Written task: Give the data a second time, exactly and in full.

Material for this exercise:
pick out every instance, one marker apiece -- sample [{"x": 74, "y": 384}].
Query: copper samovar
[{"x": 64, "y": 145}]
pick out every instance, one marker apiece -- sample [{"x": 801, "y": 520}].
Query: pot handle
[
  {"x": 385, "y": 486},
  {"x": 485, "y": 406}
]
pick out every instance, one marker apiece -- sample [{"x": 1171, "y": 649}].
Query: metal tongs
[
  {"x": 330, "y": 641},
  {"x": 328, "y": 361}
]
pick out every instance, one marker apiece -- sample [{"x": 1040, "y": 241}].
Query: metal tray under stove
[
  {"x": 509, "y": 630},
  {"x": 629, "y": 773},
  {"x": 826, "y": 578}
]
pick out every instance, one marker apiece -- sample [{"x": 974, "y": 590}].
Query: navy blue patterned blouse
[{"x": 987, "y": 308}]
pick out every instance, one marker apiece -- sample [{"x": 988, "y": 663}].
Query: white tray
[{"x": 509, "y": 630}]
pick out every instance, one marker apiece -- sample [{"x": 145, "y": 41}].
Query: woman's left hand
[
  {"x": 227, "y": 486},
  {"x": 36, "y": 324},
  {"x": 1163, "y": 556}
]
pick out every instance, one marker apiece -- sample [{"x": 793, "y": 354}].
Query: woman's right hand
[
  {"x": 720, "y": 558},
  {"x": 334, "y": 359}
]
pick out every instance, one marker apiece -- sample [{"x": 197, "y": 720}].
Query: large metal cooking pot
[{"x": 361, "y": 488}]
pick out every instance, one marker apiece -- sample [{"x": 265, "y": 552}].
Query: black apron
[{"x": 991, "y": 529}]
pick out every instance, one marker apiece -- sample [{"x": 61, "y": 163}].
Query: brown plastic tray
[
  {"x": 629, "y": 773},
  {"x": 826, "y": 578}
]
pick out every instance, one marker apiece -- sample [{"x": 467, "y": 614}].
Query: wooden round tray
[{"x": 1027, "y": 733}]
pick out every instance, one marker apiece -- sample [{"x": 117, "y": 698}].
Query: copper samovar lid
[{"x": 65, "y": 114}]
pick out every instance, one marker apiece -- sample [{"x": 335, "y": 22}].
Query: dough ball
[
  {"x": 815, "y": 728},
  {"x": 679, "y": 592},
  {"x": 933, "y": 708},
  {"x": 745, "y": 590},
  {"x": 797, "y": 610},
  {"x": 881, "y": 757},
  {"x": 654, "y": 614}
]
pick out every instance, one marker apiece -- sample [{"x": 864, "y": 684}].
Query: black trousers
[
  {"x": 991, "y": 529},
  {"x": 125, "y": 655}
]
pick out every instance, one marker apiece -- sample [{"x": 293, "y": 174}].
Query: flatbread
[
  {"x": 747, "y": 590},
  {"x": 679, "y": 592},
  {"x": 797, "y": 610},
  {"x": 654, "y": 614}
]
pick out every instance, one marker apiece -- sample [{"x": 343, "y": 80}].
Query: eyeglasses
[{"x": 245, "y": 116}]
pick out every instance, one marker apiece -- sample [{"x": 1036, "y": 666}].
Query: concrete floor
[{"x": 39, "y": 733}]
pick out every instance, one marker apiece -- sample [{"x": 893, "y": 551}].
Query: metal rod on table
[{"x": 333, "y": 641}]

Task output:
pick out every instance, one marker apiece -- sample [{"x": 74, "y": 384}].
Query: copper samovar
[{"x": 64, "y": 145}]
pick out every instance, one marker apiece -- sample [{"x": 801, "y": 520}].
Query: pot handle
[
  {"x": 385, "y": 486},
  {"x": 485, "y": 406}
]
pick out every instance, one marker apiece -- sample [{"x": 1171, "y": 649}].
Query: metal tongs
[
  {"x": 330, "y": 641},
  {"x": 328, "y": 361}
]
pick out every instance, one marker apiece -- sample [{"x": 1040, "y": 241}].
Query: metal tray under stove
[
  {"x": 509, "y": 630},
  {"x": 629, "y": 773},
  {"x": 826, "y": 578}
]
pick out every instance, one marker apiece -- sample [{"x": 974, "y": 590}].
Query: navy blue patterned blouse
[{"x": 987, "y": 308}]
pick out every instance, one marker apiece -- sample [{"x": 988, "y": 663}].
Query: white tray
[{"x": 509, "y": 630}]
pick out every instance, one marker apiece -- sample [{"x": 145, "y": 41}].
Query: woman's left hand
[
  {"x": 227, "y": 486},
  {"x": 36, "y": 324},
  {"x": 1163, "y": 556}
]
pick out every instance, one marker apiece -- sample [{"x": 793, "y": 354}].
Query: woman's right hand
[
  {"x": 720, "y": 558},
  {"x": 334, "y": 359}
]
pick out every instance, one marker apiece -- sample [{"x": 197, "y": 720}].
Query: large metal cooking pot
[{"x": 361, "y": 488}]
pick out every instance, one marker apiece -- sample [{"x": 265, "y": 552}].
Query: black apron
[{"x": 991, "y": 529}]
pick out every instance, one marker apiece -- sample [{"x": 61, "y": 163}].
Query: brown plastic tray
[
  {"x": 629, "y": 773},
  {"x": 826, "y": 578}
]
pick out every instance, one marker apiece -- sample [{"x": 467, "y": 614}].
Query: wooden round tray
[{"x": 1027, "y": 733}]
pick out every instance, one marker apiece -- sample [{"x": 117, "y": 698}].
Query: copper samovar lid
[{"x": 65, "y": 114}]
pick out every instance, one marker apiece -- sample [{"x": 335, "y": 22}].
Query: dough ball
[
  {"x": 815, "y": 728},
  {"x": 679, "y": 592},
  {"x": 933, "y": 708},
  {"x": 745, "y": 590},
  {"x": 797, "y": 610},
  {"x": 881, "y": 757},
  {"x": 654, "y": 614}
]
pick out every instance, one marker apiece -- sample [{"x": 864, "y": 684}].
Query: black trousers
[
  {"x": 991, "y": 529},
  {"x": 125, "y": 655}
]
pick out every instance, one marker apiece -- sample [{"x": 293, "y": 174}].
Query: flatbread
[
  {"x": 747, "y": 590},
  {"x": 679, "y": 592},
  {"x": 797, "y": 610},
  {"x": 654, "y": 614}
]
pick out every instance, one marker apiece -- sample [{"x": 343, "y": 80}].
Query: eyeglasses
[{"x": 245, "y": 116}]
pick out every instance, one marker apiece -- sample [{"x": 1036, "y": 666}].
Query: concrete floor
[{"x": 39, "y": 733}]
pick out every instance, one marker apiece -- sample [{"x": 893, "y": 551}].
Query: metal rod on table
[{"x": 333, "y": 641}]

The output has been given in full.